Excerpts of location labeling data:
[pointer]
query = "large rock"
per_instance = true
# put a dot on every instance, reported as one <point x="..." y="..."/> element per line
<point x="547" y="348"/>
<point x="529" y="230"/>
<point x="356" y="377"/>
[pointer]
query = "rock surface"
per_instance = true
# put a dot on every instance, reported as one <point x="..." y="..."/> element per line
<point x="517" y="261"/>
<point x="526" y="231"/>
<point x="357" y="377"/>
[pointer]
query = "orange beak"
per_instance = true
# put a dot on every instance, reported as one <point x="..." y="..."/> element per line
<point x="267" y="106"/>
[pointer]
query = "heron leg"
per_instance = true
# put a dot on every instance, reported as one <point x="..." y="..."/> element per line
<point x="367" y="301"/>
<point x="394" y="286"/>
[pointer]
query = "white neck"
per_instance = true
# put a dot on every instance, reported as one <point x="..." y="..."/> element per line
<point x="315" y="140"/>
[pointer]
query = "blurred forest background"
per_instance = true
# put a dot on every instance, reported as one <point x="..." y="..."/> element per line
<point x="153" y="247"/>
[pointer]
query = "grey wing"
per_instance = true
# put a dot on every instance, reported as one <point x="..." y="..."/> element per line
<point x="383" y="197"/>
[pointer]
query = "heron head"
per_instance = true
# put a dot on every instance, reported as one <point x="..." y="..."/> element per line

## The request
Please report each line in the rows above that contains the string "rock".

## Reply
query = "large rock"
query = "rock surface"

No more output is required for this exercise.